--- start of Data in this exercise ---

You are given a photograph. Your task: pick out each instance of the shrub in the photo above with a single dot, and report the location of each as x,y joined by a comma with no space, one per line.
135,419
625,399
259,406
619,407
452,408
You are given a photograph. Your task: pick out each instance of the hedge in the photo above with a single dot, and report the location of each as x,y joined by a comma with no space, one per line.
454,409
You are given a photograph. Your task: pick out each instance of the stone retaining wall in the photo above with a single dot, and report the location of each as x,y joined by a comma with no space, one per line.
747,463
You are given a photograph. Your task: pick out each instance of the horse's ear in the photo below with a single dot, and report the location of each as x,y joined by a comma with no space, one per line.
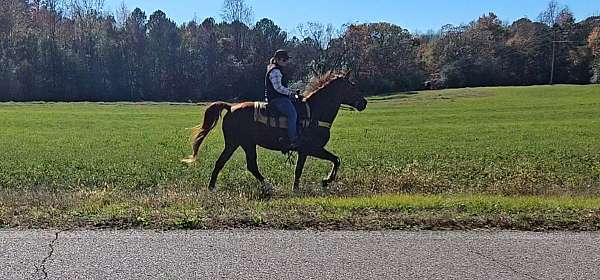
347,74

--- end of Data in this exercise ---

> _Problem details_:
Set every line down exactly as written, leaving each picture out.

> _Full solution_:
You are given a photograph. Your task: pick out each instance of the shrub in the photo above with a single dot, and report the location of each as x,y joined by a comma with no space, one per line.
135,419
625,399
259,406
619,407
452,408
You are given a photograph. Your task: pick out each instance of the hedge in the photo above with a single dot, and report the location of each as x,y joined by a comma with no space, one per line.
454,409
You are given a photograph. Your task: pick out each instance of the stone retaining wall in the photo above with a single dot, and report the location of each as x,y joined by a comma with no space, one per line.
747,463
You are given a photograph. Your task: pick out each instance of the horse's ear in the photo below with a single dot, and report the location of each as x,y joined by a comma with no space, one per line.
347,74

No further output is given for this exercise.